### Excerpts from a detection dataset
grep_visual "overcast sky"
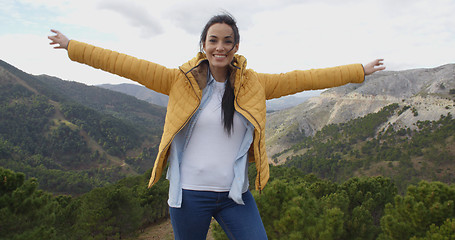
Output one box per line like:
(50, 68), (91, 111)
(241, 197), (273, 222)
(0, 0), (455, 85)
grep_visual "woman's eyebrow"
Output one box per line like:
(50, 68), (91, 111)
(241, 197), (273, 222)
(209, 35), (233, 38)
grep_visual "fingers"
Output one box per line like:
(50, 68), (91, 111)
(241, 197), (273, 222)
(364, 58), (385, 75)
(47, 29), (69, 49)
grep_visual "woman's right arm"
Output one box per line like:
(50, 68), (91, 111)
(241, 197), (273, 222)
(48, 30), (178, 95)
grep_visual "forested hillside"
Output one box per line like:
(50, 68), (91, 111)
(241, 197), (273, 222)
(0, 58), (455, 240)
(272, 104), (455, 192)
(0, 165), (455, 240)
(0, 59), (165, 194)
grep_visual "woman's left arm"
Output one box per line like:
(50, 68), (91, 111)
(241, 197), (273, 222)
(258, 59), (385, 99)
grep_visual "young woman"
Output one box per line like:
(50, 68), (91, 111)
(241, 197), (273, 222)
(49, 15), (384, 240)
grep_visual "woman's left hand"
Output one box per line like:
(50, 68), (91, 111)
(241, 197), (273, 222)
(363, 59), (385, 75)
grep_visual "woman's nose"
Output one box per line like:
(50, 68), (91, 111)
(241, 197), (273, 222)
(216, 43), (224, 51)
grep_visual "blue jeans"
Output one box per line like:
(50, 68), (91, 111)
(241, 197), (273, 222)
(169, 189), (267, 240)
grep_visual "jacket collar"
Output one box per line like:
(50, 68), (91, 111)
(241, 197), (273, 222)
(180, 52), (246, 90)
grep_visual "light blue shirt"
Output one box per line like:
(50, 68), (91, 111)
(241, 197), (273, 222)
(166, 72), (254, 208)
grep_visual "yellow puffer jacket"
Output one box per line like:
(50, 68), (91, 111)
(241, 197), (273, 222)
(68, 40), (365, 190)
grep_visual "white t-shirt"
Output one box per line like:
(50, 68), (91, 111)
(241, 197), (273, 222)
(180, 81), (246, 192)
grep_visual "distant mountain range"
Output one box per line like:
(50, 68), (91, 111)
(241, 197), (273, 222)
(0, 60), (166, 194)
(0, 60), (455, 194)
(266, 64), (455, 156)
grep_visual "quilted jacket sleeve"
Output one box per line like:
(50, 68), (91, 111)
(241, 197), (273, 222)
(258, 64), (365, 99)
(68, 40), (178, 95)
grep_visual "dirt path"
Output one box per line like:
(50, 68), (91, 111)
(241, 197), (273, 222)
(137, 219), (214, 240)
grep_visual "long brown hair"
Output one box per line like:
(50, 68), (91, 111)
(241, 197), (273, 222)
(199, 13), (240, 134)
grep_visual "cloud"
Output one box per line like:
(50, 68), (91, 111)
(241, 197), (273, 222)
(98, 0), (164, 38)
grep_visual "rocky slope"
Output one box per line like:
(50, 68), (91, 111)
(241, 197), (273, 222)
(266, 64), (455, 156)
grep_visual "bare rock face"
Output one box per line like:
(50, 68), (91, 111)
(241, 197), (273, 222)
(266, 64), (455, 156)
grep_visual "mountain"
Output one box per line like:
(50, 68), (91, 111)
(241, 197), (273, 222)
(266, 64), (455, 193)
(266, 64), (455, 156)
(97, 83), (169, 107)
(0, 61), (166, 194)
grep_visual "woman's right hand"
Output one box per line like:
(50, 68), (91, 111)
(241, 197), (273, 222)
(47, 29), (70, 50)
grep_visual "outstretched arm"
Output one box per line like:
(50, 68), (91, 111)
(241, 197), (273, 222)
(48, 29), (179, 95)
(47, 29), (70, 50)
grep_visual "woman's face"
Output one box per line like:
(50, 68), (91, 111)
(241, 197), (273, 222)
(203, 23), (239, 70)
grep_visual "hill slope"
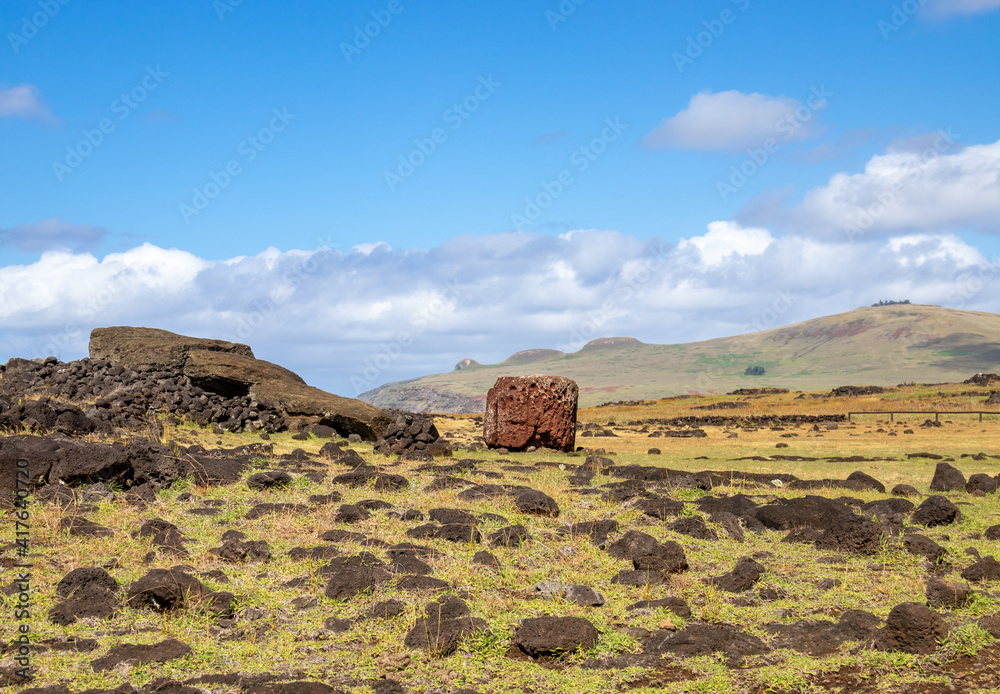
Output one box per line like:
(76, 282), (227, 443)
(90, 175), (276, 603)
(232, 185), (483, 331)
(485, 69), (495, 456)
(359, 304), (1000, 412)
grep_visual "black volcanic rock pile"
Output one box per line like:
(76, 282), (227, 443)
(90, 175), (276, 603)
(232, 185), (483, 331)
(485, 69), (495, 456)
(0, 357), (285, 434)
(0, 357), (445, 455)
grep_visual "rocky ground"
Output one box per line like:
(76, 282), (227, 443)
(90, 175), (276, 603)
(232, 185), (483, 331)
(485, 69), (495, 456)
(0, 372), (1000, 694)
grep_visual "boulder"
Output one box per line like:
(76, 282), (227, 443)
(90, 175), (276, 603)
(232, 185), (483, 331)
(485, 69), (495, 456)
(483, 376), (579, 451)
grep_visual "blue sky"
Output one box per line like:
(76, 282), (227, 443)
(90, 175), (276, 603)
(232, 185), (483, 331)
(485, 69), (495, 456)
(0, 0), (1000, 395)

### What is being asked
Locate each line above that contains the string "blue", and copy all of them.

### Solution to the problem
grep_visual "blue jeans"
grep_visual "light blue shirt"
grep_visual "blue sky"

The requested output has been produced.